Items listed in a dataset
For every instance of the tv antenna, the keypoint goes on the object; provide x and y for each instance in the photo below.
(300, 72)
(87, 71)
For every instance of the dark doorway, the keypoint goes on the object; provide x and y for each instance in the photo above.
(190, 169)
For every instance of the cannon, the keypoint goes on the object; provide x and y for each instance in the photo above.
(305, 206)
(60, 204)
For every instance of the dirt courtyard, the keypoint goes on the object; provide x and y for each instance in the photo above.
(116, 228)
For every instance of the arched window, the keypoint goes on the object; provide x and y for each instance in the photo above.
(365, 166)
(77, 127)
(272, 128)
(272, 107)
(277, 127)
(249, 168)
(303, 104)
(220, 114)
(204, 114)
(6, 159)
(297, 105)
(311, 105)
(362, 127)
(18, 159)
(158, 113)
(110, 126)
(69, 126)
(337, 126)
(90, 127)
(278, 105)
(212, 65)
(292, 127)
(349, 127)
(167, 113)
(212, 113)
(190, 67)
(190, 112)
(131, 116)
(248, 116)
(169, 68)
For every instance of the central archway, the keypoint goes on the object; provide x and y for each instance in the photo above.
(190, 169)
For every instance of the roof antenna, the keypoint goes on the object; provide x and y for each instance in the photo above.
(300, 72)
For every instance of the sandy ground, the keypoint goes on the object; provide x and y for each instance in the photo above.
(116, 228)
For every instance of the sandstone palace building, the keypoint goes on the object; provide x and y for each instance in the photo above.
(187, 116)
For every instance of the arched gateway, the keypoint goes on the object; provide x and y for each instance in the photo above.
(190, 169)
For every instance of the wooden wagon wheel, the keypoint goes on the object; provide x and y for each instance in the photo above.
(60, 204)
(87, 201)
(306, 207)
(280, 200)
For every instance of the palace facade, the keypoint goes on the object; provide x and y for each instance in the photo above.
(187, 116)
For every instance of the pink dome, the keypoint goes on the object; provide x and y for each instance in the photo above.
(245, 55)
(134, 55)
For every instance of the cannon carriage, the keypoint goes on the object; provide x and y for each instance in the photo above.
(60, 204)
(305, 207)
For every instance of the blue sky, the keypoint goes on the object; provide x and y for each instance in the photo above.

Exercise details
Give all of the entries above as a numbered list, with blank lines left out.

Response to the exercise
1. For every instance of the tv antenna, the keypoint goes on the object; provide x and y for each instance in the photo below.
2. (300, 72)
3. (87, 71)
4. For every instance of the dark doorway, the keypoint goes on the object; provide x and y for each instance in the photo above.
5. (190, 169)
6. For every instance of the cannon, the keypoint goes on the object; provide x and y for each instance in the photo above.
7. (305, 206)
8. (60, 204)
9. For every instance of the dirt courtyard, the keypoint goes on the object; provide x and y for each instance in the photo above.
10. (116, 228)
11. For every instance of the arched window, the keypoint goes on the object; provide x and y for each instance in the photo above.
12. (365, 166)
13. (77, 127)
14. (272, 128)
15. (272, 107)
16. (277, 127)
17. (249, 168)
18. (303, 104)
19. (220, 114)
20. (204, 114)
21. (6, 159)
22. (297, 105)
23. (311, 105)
24. (362, 127)
25. (18, 159)
26. (158, 113)
27. (110, 126)
28. (69, 126)
29. (337, 126)
30. (90, 127)
31. (278, 105)
32. (212, 65)
33. (292, 127)
34. (349, 127)
35. (167, 113)
36. (212, 113)
37. (190, 67)
38. (190, 112)
39. (131, 116)
40. (248, 116)
41. (169, 68)
42. For every instance of the central archway, the keypoint goes on the object; provide x and y for each instance in the photo above.
43. (190, 169)
44. For every instance of the roof antenna, the keypoint goes on the object; provide x and y for each instance in the photo above.
45. (300, 72)
46. For every instance of the sandy ground, the keypoint goes on the object; provide x and y for each instance in the photo above.
47. (116, 228)
48. For every instance of the sandstone palace building, the keypoint goes on the object; provide x and y for each instance in the photo above.
49. (187, 116)
50. For every instance of the arched gateway, the keypoint goes on the object; provide x and y for each instance in the photo above.
51. (190, 169)
52. For every instance of the wooden wagon wheel, the keypoint goes on the object; provide x and y for each instance in the photo above.
53. (60, 204)
54. (87, 201)
55. (306, 207)
56. (280, 200)
57. For every instance of the palace facade, the keypoint goes on the object; provide x and y for each instance in the photo above.
58. (187, 116)
59. For every instance of the pink dome, the keypoint goes on the object; provide x and y for each instance in the photo above.
60. (245, 55)
61. (134, 55)
62. For every instance of the cannon carriage, the keypoint goes on the object; provide x and y for each instance in the photo above.
63. (60, 204)
64. (305, 207)
65. For every instance of the blue sky, the keypoint goes on the object; provide x and y for each instance in the photo above.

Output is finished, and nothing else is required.